Count the lines holding the string "mask" in the records, and give only the count.

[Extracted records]
----

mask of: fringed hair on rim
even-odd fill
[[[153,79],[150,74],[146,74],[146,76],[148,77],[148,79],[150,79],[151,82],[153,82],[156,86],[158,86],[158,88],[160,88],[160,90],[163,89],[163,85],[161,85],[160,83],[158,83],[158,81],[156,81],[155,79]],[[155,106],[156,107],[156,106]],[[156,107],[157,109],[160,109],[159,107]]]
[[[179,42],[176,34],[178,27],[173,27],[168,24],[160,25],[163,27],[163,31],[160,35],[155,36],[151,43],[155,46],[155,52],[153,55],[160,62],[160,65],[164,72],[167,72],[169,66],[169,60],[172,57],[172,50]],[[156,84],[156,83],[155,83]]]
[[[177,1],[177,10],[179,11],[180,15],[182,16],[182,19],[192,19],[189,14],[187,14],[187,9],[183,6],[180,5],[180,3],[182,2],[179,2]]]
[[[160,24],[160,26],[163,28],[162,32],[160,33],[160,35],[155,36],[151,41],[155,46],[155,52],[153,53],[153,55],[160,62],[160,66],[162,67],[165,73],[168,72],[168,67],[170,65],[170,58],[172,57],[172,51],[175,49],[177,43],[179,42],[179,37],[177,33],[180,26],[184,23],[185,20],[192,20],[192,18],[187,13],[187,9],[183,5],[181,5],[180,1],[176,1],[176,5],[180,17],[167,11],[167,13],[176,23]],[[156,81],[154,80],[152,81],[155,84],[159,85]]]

----

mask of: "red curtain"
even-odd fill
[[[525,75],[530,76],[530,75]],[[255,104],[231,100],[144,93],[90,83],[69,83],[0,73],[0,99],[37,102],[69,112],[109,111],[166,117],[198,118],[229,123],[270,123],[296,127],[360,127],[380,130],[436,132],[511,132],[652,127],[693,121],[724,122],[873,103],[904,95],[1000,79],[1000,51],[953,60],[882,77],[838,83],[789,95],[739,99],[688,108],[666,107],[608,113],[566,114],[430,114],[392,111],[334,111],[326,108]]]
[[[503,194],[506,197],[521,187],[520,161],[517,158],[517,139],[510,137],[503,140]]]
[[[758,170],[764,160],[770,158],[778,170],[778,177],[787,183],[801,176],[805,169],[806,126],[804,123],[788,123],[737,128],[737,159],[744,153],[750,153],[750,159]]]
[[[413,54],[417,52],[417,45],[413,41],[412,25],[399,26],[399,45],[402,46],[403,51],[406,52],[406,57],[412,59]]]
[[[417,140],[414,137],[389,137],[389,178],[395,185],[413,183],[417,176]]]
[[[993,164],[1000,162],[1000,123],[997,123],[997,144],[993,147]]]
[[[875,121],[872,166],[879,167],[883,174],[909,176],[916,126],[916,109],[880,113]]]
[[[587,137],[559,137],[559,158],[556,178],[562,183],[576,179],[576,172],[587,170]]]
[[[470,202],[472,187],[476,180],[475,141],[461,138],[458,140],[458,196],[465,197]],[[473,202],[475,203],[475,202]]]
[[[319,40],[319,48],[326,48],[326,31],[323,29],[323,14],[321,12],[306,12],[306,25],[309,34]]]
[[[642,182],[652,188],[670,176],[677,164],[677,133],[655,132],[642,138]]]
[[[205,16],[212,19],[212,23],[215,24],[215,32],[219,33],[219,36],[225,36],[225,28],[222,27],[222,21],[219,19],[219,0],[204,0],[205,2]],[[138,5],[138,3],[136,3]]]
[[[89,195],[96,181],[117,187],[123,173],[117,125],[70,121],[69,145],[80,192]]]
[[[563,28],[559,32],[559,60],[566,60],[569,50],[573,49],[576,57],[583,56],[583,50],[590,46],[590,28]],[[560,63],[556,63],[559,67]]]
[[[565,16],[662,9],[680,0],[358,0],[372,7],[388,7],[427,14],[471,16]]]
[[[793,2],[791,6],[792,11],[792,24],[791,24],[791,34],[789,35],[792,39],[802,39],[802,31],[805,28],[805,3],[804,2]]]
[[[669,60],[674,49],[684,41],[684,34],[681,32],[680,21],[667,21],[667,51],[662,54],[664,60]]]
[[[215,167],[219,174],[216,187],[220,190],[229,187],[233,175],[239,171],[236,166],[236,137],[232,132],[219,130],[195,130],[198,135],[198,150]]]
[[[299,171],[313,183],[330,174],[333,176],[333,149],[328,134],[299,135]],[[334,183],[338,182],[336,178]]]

----

▸ ANSWER BELOW:
2